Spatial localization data
§ §
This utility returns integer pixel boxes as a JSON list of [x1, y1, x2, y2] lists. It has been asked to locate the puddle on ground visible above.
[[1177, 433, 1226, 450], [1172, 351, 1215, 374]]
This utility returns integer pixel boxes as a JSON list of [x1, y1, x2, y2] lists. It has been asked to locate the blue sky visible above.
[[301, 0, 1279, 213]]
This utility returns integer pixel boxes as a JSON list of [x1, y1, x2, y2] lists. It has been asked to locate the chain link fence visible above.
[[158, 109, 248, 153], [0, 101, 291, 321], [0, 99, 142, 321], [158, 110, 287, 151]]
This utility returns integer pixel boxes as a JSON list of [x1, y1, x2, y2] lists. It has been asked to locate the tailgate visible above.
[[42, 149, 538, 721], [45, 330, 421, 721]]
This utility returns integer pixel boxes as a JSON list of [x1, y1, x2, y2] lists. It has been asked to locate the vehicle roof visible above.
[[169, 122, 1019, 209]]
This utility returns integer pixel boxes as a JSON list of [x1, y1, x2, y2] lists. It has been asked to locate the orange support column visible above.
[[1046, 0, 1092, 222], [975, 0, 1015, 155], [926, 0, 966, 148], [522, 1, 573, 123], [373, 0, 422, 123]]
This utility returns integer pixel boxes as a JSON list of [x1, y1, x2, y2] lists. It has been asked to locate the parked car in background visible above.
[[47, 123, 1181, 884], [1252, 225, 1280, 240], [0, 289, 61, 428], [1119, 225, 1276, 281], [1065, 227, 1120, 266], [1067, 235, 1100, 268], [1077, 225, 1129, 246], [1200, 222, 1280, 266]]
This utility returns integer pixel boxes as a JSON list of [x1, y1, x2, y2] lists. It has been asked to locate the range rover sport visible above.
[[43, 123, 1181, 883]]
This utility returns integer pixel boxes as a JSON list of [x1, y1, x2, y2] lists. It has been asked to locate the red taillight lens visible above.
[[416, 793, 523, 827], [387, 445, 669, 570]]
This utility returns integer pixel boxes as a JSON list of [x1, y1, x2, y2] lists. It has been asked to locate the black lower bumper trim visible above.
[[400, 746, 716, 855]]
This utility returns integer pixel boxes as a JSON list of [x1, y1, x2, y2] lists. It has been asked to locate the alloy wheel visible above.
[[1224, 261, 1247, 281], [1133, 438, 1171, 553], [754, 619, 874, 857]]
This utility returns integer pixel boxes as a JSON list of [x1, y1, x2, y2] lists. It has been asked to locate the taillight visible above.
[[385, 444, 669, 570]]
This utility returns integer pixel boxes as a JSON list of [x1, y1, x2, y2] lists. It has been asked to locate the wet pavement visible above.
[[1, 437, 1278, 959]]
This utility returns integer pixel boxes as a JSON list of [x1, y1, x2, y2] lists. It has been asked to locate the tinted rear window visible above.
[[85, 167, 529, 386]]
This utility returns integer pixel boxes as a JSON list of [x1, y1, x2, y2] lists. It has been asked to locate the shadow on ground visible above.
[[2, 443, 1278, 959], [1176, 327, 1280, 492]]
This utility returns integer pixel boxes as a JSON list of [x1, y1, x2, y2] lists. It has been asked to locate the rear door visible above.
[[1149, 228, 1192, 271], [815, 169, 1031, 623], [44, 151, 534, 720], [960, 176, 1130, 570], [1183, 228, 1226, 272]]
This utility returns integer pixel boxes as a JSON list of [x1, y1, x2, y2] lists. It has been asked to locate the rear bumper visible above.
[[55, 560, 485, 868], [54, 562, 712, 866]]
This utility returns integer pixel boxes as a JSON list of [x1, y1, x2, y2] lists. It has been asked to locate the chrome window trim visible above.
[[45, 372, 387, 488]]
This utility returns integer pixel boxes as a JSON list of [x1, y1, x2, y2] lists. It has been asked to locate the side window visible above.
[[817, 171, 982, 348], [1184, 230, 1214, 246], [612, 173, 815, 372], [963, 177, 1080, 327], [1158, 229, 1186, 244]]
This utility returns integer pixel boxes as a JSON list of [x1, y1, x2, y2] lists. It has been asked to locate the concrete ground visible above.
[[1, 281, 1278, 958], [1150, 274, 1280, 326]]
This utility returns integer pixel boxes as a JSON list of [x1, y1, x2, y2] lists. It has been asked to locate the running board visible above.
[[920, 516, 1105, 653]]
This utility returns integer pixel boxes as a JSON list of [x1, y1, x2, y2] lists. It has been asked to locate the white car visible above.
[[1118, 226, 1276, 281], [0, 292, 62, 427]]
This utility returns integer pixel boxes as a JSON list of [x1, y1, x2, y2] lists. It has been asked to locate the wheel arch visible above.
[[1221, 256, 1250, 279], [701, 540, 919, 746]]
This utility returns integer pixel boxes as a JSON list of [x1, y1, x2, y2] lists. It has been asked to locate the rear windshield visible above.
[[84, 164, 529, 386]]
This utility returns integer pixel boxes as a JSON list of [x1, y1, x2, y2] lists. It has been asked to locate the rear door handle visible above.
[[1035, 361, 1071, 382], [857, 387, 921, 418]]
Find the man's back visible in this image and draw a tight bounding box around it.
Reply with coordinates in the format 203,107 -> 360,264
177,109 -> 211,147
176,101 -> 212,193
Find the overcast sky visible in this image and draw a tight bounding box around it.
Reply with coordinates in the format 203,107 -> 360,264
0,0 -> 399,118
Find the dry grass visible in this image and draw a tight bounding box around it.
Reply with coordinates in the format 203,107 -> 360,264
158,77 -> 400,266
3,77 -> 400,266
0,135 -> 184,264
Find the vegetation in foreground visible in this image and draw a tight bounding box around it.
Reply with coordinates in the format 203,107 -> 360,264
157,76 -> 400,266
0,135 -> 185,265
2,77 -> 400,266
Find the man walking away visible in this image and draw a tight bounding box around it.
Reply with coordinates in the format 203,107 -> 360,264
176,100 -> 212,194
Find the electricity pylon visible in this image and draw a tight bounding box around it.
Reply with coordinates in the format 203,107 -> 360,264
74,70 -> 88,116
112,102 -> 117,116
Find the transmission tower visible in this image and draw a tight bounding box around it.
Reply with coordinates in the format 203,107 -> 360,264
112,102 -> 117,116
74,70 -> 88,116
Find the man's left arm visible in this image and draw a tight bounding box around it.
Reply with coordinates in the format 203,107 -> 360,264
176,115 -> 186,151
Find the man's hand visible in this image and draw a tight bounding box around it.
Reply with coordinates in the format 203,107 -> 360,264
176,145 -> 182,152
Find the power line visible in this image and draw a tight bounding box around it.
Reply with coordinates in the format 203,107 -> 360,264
§ §
* _BRIEF_: Give all the lines above again, exactly.

* _ANSWER FOR THIS EXERCISE_:
This utility returns integer pixel boxes as a JSON list of [x1, y1, x2, y2] lists. It has been asked to locate the puddle on ground visible above.
[[1177, 433, 1226, 450], [1172, 351, 1215, 374]]
This utility returns integer pixel boxes as a JSON list of [x1, y1, x2, y2] lists. It has been asked to locate the blue sky visible above.
[[301, 0, 1279, 213]]
This utility returns integer pixel boxes as a JSON list of [x1, y1, x2, y2] lists. It has been asked to locate the chain link fence visible above.
[[158, 109, 248, 153], [0, 101, 291, 321], [0, 99, 142, 321], [158, 110, 287, 151]]
This utility returns integer pixel boxes as a JSON list of [x1, y1, x2, y2] lists. It has been asked to locate the tailgate visible above.
[[42, 149, 538, 721], [45, 330, 421, 721]]
This utility returns integer pixel boxes as a JSON list of [x1, y1, x2, y2] lists. It has been asked to locate the vehicle roof visible above.
[[169, 122, 1019, 209]]
This utility returns integer pixel boxes as a JSON list of [x1, y1, x2, y2] lists. It has been asked to locate the orange support column visible above.
[[1046, 0, 1092, 222], [975, 0, 1015, 155], [926, 0, 966, 148], [522, 1, 573, 123], [373, 0, 422, 123]]
This utility returns integer pixel boxes as a JSON list of [x1, y1, x2, y2] lists. It has been asked to locate the parked car in background visible above.
[[47, 123, 1181, 884], [1252, 225, 1280, 240], [0, 289, 61, 428], [1119, 225, 1276, 281], [1065, 227, 1120, 266], [1067, 235, 1100, 268], [1077, 225, 1129, 246], [1200, 222, 1280, 266]]
This utility returns integer pixel boxes as a JSON list of [x1, y1, x2, y2] lists. It has been asked to locate the range rover sport visible above.
[[43, 123, 1181, 883]]
This utility returns integer pixel boxes as a JSON list of [x1, y1, x2, y2] lists. It has been asked to locate the red taillight lens visible above.
[[416, 793, 523, 827], [387, 445, 669, 570]]
This utility returns integer pixel boxes as a JSON list of [x1, y1, x2, y2] lists. It has been asked to locate the black lower bumper trim visible above.
[[400, 746, 716, 855]]
This utility returns integer pixel boxes as a JSON list of [x1, y1, x2, y2] lists. It has been asked to locate the alloy wheel visible above.
[[1224, 261, 1247, 281], [1133, 438, 1171, 553], [754, 619, 874, 857]]
This utility returns integer pixel boxes as a JSON list of [x1, y1, x2, y2] lists. It has been asked to locate the taillight visible above.
[[385, 444, 669, 570]]
This utility returns integer pixel boxes as a JSON list of [x1, y1, x2, y2] lists. It has been asked to locate the wet pavement visible above.
[[1, 437, 1278, 959]]
This utility returns integer pixel boxes as a JSON list of [x1, y1, x2, y2] lists. It has been asked to locate the tinted rear window visible above.
[[85, 167, 529, 386]]
This utility returns integer pixel boxes as a JSON list of [x1, y1, x2, y2] lists. It has been asked to locate the shadow on ground visible above.
[[2, 443, 1278, 959], [1176, 327, 1280, 492]]
This utility returns integer pixel boxes as a JSON list of [x1, y1, x2, y2] lists. It has been asked to locate the rear door visible above.
[[1149, 228, 1192, 271], [815, 169, 1031, 623], [44, 151, 534, 720], [960, 176, 1130, 570], [1183, 228, 1226, 272]]
This utility returns integer pixel boxes as a JSON list of [x1, y1, x2, y2] lists. It has been asked to locate the rear bumper visible above.
[[55, 560, 485, 868], [54, 562, 712, 866]]
This utility returns integer pixel boxes as a JSON list of [x1, y1, x2, y2] lists. It has been asked to locate the chrome window trim visible above.
[[45, 372, 387, 488]]
This utility returns integer pixel boxes as a JSON list of [x1, y1, x2, y2] lists. It has been asked to locate the side window visible above.
[[817, 171, 982, 348], [1184, 230, 1214, 246], [612, 173, 815, 372], [963, 177, 1080, 327], [1158, 229, 1186, 244]]
This utility returns integer pixel boxes as a JSON list of [x1, y1, x2, y2] lists. It has been asked to locate the concrete ground visible above.
[[1, 281, 1278, 958], [1150, 274, 1280, 326]]
This utility returns integer pixel boxes as a JSON list of [x1, y1, x2, y2] lists. It has been asked to locate the running board visible above.
[[920, 516, 1105, 653]]
This utility returns integer pixel boxes as a JSON list of [x1, y1, x2, y2] lists. It has been asked to locate the white car visible above.
[[1118, 226, 1276, 281], [0, 292, 62, 427]]
This utility returns integer pixel boxes as a JSON list of [x1, y1, x2, y2] lists. It has been asked to locate the wheel arch visible above.
[[1221, 256, 1250, 279], [701, 540, 919, 746]]
This utility returns integer pixel boxes as a JSON list of [x1, y1, x2, y2] lists. It has been asked to locate the rear windshield visible above.
[[84, 164, 529, 386]]
This utility returns integer pixel boxes as a JSON list of [x1, y1, x2, y2] lists. It has been asked to locate the rear door handle visible above.
[[1035, 361, 1071, 382], [857, 387, 921, 418]]
Find the man's back visible in this image and draw a tight bounding box around it.
Reply with coordinates in the format 203,107 -> 360,264
177,109 -> 211,147
176,101 -> 212,193
Find the overcast sky visible in this image and draw a tight bounding box around it.
Reply with coordinates in the format 203,107 -> 360,264
0,0 -> 399,118
Find the dry grass visible in this image and draw a tight bounding box around it.
Reply with coordinates in the format 203,107 -> 360,264
158,77 -> 400,266
3,77 -> 400,266
0,135 -> 184,264
Find the vegetation in foreground visible in this image and draw a tight bounding box around it.
Reply with coordinates in the format 203,107 -> 360,264
157,76 -> 400,266
0,135 -> 185,265
2,77 -> 400,266
Find the man walking away visible in this image and draw a tight bounding box around it.
Reply with coordinates in the format 203,107 -> 360,264
176,100 -> 212,194
Find the electricity pylon visible in this image and draw a tight bounding box around it.
Reply with coordinates in the format 203,107 -> 360,264
74,70 -> 88,116
112,102 -> 117,116
Find the transmission tower visible in this image and draw a tight bounding box around it.
Reply with coordinates in the format 203,107 -> 360,264
112,102 -> 117,116
74,70 -> 88,116
Find the man's left arm visible in this image and draw a tight bounding box around it.
Reply with coordinates in the format 203,107 -> 360,264
176,115 -> 186,151
Find the man's hand visible in this image and draw a tight bounding box around it.
Reply with coordinates in the format 203,107 -> 360,264
176,145 -> 182,152
Find the power line visible in this image and draw a tight bounding box around it.
Reply with coordinates in the format 203,107 -> 360,264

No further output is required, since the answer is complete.